SET TASKS |
[1] Set down the stretch of the agreement excerpt from "SECTION 4.1            Defined" through "such particular Person." word for word.
[2] Condense the paragraph of the agreement excerpt beginning "SECTION 3.3" into a short bulleted list that keeps its main facts.

BEGIN TEXT SEGMENT

SECTION 3.3            Effect of Termination.  In the event that this Agreement
is validly terminated as provided in this Article III, then each of the parties
hereto shall be relieved of their duties and obligations arising under this
Agreement after the date of such termination and such termination shall be
without liability to the other party; provided, however, that Article V shall
survive any such termination and shall be enforceable hereunder; provided
further, however, that nothing in this Section 3.3 shall relieve any party
hereto of any liability for a breach of a representation, warranty or covenant
in this Agreement prior to the Termination Date.

 

ARTICLE IV

 

DEFINITIONS

 

SECTION 4.1            Defined Terms.  For purposes of this Agreement, the
following terms, when used in this Agreement with initial capital letters, shall
have the respective meanings set forth in this Agreement:

 

(a)        “Affiliate” of any particular Person means any other Person
controlling, controlled by or under common control with such particular Person.

END TEXT SEGMENT
BEGIN DATASET CONTENT

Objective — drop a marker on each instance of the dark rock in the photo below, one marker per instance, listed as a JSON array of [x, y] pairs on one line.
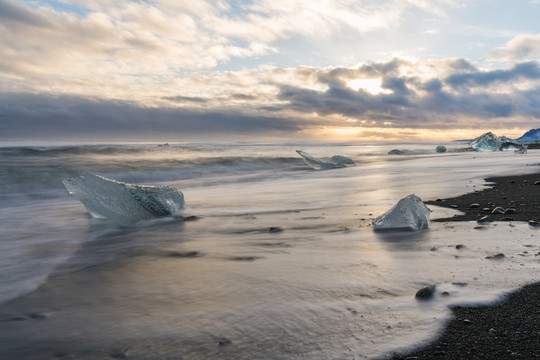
[[425, 292], [495, 256], [484, 220], [190, 218], [534, 223], [224, 342], [184, 254], [245, 258], [499, 210], [119, 355]]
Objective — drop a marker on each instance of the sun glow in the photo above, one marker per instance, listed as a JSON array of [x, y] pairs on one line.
[[372, 86]]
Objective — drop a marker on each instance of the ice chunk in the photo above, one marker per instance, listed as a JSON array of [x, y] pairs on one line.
[[340, 159], [485, 142], [410, 213], [121, 202], [319, 164], [532, 135], [490, 142], [440, 149]]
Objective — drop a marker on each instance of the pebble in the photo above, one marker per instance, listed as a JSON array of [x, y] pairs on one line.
[[495, 256], [534, 223], [484, 220], [224, 341], [425, 292], [499, 210]]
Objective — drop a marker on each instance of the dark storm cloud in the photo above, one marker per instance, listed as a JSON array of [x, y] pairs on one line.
[[528, 70], [414, 102], [33, 116]]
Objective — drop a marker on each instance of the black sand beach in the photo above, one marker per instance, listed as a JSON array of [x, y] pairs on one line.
[[509, 329]]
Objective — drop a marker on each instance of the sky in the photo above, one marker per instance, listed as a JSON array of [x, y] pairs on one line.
[[268, 70]]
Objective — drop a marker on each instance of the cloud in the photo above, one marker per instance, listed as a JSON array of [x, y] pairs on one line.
[[25, 116], [521, 47], [519, 72], [458, 95]]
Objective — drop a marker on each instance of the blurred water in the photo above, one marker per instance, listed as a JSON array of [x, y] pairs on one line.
[[326, 286]]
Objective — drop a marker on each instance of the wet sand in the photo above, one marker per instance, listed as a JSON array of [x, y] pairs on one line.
[[509, 329]]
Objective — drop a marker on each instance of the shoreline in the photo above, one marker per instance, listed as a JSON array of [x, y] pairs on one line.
[[509, 328]]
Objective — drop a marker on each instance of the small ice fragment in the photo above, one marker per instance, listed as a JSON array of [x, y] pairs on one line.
[[440, 149], [490, 142], [340, 159], [121, 202], [319, 164], [485, 142], [484, 220], [410, 213]]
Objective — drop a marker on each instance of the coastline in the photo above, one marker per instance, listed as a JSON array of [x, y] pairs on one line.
[[510, 328]]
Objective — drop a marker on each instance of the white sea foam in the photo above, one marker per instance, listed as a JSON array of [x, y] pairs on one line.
[[326, 286]]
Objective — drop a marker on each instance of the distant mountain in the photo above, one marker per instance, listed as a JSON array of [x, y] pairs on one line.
[[531, 135]]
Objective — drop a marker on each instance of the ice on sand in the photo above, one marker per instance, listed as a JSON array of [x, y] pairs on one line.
[[490, 142], [121, 202], [336, 161], [410, 213]]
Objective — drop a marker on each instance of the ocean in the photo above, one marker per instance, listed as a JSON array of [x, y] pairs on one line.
[[277, 260]]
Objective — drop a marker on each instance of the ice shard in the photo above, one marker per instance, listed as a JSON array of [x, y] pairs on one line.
[[121, 202], [490, 142], [410, 214], [336, 161]]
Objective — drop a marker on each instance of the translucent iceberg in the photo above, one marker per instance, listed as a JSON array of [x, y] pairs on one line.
[[410, 213], [490, 142], [485, 142], [336, 161], [440, 148], [124, 203]]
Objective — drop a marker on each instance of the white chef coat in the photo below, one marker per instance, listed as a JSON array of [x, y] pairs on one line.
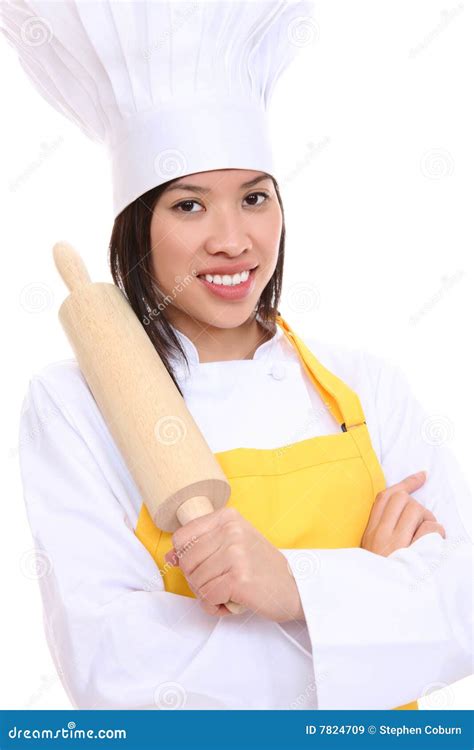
[[378, 630]]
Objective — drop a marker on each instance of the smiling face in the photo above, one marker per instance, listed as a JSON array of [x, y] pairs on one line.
[[223, 222]]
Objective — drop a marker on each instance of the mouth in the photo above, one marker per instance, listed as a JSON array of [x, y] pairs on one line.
[[227, 290]]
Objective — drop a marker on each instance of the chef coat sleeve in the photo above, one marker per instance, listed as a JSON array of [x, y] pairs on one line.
[[387, 630], [117, 638]]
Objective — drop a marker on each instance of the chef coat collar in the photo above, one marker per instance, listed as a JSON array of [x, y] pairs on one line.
[[192, 354]]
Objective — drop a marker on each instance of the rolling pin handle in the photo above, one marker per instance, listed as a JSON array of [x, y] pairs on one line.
[[70, 265], [196, 507]]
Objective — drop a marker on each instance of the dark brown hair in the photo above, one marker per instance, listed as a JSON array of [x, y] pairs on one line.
[[130, 262]]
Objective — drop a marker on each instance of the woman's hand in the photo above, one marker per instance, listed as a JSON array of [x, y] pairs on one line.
[[224, 557], [397, 519]]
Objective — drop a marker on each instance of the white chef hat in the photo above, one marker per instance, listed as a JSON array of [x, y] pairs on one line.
[[170, 88]]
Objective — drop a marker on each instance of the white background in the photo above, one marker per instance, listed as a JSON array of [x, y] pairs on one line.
[[372, 129]]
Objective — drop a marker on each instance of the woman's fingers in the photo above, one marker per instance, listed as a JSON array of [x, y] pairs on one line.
[[427, 527], [411, 516], [410, 484]]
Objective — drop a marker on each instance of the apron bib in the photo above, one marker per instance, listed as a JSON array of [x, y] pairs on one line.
[[315, 493]]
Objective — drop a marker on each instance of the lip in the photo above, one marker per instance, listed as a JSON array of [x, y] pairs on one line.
[[240, 291], [227, 270]]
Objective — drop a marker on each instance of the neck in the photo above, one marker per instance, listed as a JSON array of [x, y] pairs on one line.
[[221, 344]]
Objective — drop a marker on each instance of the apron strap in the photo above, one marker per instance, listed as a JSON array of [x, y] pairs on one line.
[[342, 401]]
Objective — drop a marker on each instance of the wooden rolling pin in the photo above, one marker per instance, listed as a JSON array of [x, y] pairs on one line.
[[177, 474]]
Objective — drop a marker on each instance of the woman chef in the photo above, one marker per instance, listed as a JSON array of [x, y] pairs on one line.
[[357, 595]]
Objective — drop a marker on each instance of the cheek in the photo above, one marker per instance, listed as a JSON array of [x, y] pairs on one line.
[[171, 259]]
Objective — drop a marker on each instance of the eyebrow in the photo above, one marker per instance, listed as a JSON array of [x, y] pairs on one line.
[[203, 190]]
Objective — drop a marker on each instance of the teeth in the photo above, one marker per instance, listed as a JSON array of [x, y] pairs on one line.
[[226, 280]]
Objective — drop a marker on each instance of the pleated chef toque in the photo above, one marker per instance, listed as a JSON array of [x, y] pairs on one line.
[[170, 88]]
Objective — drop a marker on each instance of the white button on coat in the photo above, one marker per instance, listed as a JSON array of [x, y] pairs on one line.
[[278, 371]]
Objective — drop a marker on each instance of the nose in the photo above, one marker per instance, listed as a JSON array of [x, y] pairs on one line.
[[227, 234]]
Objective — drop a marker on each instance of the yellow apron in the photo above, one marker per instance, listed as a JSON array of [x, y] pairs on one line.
[[335, 478]]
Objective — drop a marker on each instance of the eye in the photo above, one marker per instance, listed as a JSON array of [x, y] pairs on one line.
[[188, 203], [264, 195]]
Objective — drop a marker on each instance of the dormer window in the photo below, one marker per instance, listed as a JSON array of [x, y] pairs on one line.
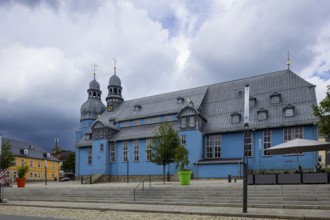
[[289, 111], [236, 118], [47, 155], [137, 107], [179, 100], [253, 101], [275, 98], [262, 114], [183, 122]]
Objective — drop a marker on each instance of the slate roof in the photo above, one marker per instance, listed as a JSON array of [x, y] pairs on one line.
[[223, 99], [219, 101], [155, 105], [36, 152]]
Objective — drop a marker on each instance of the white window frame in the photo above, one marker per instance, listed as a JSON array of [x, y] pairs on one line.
[[125, 151], [267, 141], [112, 152], [183, 139], [148, 149]]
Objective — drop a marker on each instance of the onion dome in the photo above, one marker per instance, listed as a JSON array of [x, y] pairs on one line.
[[114, 81], [93, 107]]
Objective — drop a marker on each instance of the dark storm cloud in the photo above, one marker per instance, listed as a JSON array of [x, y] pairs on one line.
[[39, 125], [48, 47], [250, 47]]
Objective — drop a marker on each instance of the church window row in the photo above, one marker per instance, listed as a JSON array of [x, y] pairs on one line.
[[213, 142], [152, 120]]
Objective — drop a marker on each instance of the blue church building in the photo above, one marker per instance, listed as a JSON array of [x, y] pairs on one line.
[[113, 139]]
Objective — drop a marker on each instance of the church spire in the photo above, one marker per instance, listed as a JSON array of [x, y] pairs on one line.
[[94, 66], [114, 66]]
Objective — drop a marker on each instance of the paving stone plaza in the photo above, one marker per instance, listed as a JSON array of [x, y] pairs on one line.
[[86, 202]]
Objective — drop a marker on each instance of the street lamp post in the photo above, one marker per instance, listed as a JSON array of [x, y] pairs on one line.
[[246, 133], [1, 194], [46, 172], [127, 167]]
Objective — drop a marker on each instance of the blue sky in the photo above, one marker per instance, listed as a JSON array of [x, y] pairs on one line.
[[47, 49]]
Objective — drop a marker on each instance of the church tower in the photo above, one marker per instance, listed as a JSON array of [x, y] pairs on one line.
[[91, 108], [114, 97]]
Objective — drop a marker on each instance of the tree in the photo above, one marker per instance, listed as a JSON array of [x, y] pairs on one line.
[[323, 113], [163, 145], [7, 157], [69, 164]]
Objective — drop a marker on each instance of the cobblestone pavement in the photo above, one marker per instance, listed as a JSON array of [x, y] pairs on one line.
[[95, 214]]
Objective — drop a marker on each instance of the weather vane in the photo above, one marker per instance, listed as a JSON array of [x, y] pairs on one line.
[[114, 65], [94, 66], [289, 61]]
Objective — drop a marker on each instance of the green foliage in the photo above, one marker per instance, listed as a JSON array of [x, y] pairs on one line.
[[181, 158], [163, 145], [8, 157], [323, 113], [21, 171], [69, 164]]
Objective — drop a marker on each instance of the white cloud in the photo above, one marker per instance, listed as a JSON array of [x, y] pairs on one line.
[[46, 50]]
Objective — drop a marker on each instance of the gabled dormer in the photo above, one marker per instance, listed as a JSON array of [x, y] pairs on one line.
[[253, 101], [262, 114], [236, 117], [289, 111], [190, 119], [275, 98]]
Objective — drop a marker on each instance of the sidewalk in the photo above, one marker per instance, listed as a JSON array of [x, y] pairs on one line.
[[199, 210], [268, 213]]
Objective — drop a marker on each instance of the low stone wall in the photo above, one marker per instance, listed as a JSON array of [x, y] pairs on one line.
[[138, 178], [291, 178]]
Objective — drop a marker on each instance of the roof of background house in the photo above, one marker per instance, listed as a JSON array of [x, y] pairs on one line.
[[34, 151], [62, 155]]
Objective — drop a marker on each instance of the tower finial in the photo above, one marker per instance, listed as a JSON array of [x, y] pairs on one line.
[[94, 66], [289, 61], [114, 66]]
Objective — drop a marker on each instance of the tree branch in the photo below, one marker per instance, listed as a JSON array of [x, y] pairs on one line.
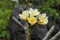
[[26, 27], [55, 36]]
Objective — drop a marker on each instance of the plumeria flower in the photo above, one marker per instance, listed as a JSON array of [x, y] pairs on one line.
[[33, 12], [24, 15], [32, 20], [43, 19]]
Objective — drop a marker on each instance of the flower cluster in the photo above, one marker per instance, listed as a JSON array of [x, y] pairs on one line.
[[33, 17]]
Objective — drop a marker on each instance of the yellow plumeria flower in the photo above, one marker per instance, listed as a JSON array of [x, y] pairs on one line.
[[43, 19], [24, 15], [33, 12], [32, 20]]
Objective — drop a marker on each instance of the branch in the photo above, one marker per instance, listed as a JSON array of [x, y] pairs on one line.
[[55, 36], [26, 27], [49, 33]]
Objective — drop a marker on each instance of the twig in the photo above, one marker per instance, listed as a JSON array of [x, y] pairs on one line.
[[55, 36], [26, 27], [49, 33]]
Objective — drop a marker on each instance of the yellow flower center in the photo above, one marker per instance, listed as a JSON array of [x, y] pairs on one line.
[[32, 20], [43, 21]]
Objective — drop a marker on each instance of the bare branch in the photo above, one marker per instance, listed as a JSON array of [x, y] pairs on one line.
[[49, 33], [55, 36]]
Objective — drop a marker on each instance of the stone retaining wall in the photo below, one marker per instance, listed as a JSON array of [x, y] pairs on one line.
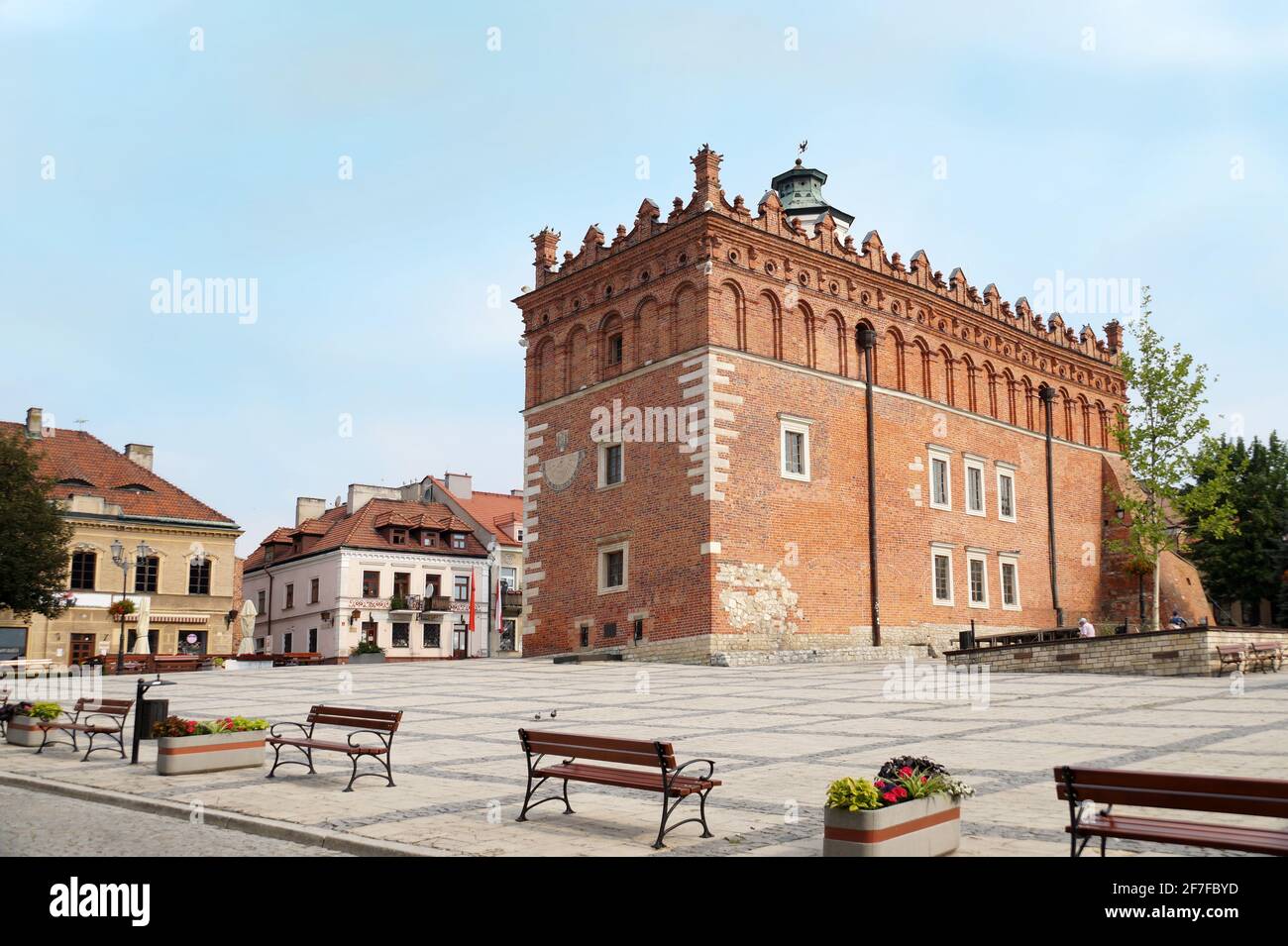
[[789, 648], [1190, 653]]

END DATASET CONTENT

RESULTS OF THE EXERCISE |
[1]
SECTION 4.1            Defined Terms.  For purposes of this Agreement, the
following terms, when used in this Agreement with initial capital letters, shall
have the respective meanings set forth in this Agreement:

 

(a)        “Affiliate” of any particular Person means any other Person
controlling, controlled by or under common control with such particular Person.

[2]
- If the Agreement is validly terminated under Article III, each party is relieved of the duties and obligations arising under it after the termination date.
- Termination is without liability to the other party.
- Article V survives termination and remains enforceable.
- No party is relieved of liability for a breach of a representation, warranty or covenant in the Agreement before the Termination Date.